» **Written exercise**
Please copy out the entries from the line containing "of the green" through the line containing "[[99, 260], [259, 260], [251, 214], [172, 191]]", both included, keeping every line. Multiply each pixel coordinate in the answers by 1.4 and round to whole numbers, with halves rounding up, leaving the sample coordinates in the layout lines unchanged.

» **Records**
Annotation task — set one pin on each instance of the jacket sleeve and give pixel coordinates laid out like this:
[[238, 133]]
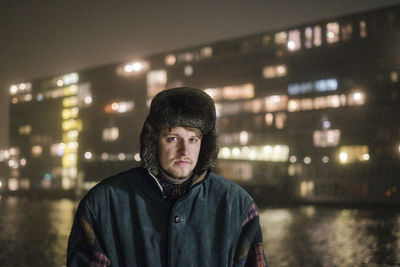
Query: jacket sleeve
[[83, 246], [250, 252]]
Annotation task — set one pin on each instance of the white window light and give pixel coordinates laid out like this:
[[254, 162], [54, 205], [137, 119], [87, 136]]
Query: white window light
[[88, 155], [133, 68]]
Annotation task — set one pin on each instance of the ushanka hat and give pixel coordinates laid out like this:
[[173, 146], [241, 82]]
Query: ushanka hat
[[180, 107]]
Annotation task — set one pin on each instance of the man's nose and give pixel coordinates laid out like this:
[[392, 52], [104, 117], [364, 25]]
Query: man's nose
[[183, 147]]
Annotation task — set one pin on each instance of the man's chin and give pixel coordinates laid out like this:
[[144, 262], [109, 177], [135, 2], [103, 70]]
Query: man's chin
[[179, 174]]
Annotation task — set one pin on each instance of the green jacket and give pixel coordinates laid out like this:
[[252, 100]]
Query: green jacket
[[126, 221]]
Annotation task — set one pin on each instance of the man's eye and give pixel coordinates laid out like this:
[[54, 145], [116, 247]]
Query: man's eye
[[172, 139]]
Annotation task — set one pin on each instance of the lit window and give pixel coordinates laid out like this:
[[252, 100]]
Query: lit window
[[71, 147], [88, 155], [244, 91], [170, 59], [70, 113], [346, 31], [326, 85], [350, 154], [188, 70], [269, 72], [70, 78], [69, 160], [70, 101], [294, 42], [72, 125], [308, 35], [57, 149], [266, 40], [206, 51], [326, 138], [110, 134], [274, 71], [120, 107], [333, 101], [355, 99], [306, 104], [70, 136], [84, 95], [233, 92], [317, 35], [281, 38], [25, 129], [281, 70], [280, 120], [394, 76], [133, 68], [363, 29], [307, 160], [156, 82], [332, 32], [20, 88], [254, 106], [13, 184], [229, 109], [275, 103], [242, 138], [275, 153], [185, 57], [294, 105], [37, 150], [306, 188], [269, 117]]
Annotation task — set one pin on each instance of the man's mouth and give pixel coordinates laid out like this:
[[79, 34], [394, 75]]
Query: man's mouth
[[183, 161]]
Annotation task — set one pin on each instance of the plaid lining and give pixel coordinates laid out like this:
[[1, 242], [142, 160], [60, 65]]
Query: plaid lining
[[99, 260], [259, 260], [251, 214], [172, 191]]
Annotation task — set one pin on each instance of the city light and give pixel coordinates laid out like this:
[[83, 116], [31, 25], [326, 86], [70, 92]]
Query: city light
[[133, 68], [343, 156], [88, 155]]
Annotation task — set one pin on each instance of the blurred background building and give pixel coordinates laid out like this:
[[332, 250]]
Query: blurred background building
[[310, 112]]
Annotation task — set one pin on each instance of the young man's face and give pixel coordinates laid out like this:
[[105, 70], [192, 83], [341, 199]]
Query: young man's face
[[178, 150]]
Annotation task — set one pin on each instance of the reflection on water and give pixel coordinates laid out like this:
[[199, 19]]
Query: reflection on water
[[310, 236], [35, 233]]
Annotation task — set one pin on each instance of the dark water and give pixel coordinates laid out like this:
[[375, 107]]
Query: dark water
[[35, 233]]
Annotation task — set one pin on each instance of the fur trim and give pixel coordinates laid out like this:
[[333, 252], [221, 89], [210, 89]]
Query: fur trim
[[184, 107]]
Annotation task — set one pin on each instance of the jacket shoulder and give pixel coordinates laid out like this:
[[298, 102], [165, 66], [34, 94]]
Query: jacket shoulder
[[226, 186], [115, 186]]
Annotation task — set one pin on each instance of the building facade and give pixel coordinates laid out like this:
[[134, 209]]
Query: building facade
[[309, 112]]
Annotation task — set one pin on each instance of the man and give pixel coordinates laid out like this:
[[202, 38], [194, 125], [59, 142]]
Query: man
[[171, 211]]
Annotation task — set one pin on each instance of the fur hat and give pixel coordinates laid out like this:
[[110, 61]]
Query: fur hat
[[184, 107]]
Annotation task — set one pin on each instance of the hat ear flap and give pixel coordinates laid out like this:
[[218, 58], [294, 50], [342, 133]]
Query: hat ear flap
[[208, 153], [148, 148]]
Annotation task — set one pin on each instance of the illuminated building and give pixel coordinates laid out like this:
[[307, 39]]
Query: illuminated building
[[312, 111]]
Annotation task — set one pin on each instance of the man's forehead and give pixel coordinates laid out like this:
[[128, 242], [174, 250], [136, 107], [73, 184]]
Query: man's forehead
[[179, 129]]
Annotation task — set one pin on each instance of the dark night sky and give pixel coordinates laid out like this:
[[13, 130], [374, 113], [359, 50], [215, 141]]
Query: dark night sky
[[41, 38]]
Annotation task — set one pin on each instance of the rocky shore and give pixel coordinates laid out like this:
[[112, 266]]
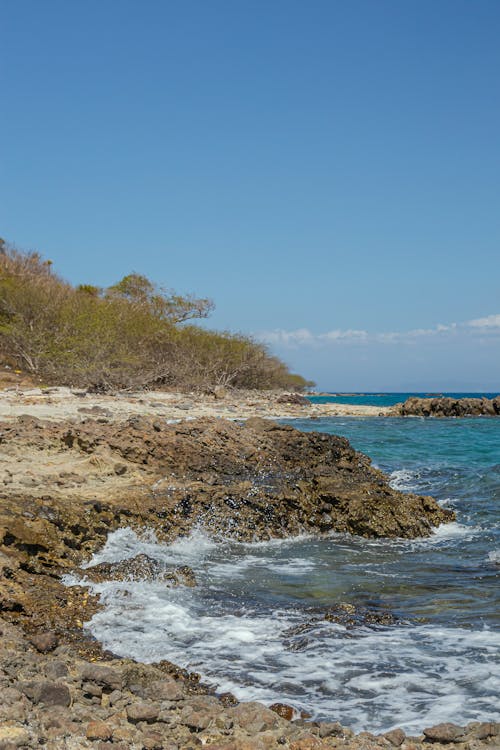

» **Final result**
Annotation task — set one pin on each instance of the green jacket and give pixel coordinates laid out like this:
[[252, 100]]
Query: green jacket
[[176, 309]]
Annotation task — set one pin on each instance of the man's eye and give pixel coordinates laid out like this:
[[54, 145], [116, 247]]
Query: man's eye
[[241, 195]]
Annotation task — set one pin on each instance of the lit window and give pixel coordinates laid out like this:
[[252, 100]]
Query: lit window
[[99, 206], [123, 217], [342, 127], [238, 83], [98, 158], [484, 43], [456, 119], [490, 216], [263, 98], [377, 101], [98, 109], [97, 224], [98, 141], [412, 59], [101, 175], [431, 49], [80, 209], [372, 56], [288, 71], [456, 193], [154, 188], [384, 99], [168, 150], [466, 141], [497, 139], [428, 146], [98, 190], [118, 133], [326, 129], [444, 49], [393, 53], [35, 181], [393, 98], [392, 168], [552, 106], [186, 95], [508, 41], [430, 224], [218, 115], [465, 45], [28, 123], [356, 148], [18, 258], [321, 153], [385, 144], [339, 193], [385, 214], [259, 80], [412, 147], [52, 210], [428, 263], [377, 164]]
Annotation task — set one pin on each instance of the man's mouth and give pixel coordinates laid out like this:
[[79, 34], [394, 75]]
Query: man's mouth
[[256, 225]]
Annotation task — set one pin on each instance of the plaid lining and give pixel coordinates laid out like this:
[[1, 242], [142, 160], [60, 65]]
Query: plaid lining
[[139, 364], [363, 364], [351, 300], [241, 267]]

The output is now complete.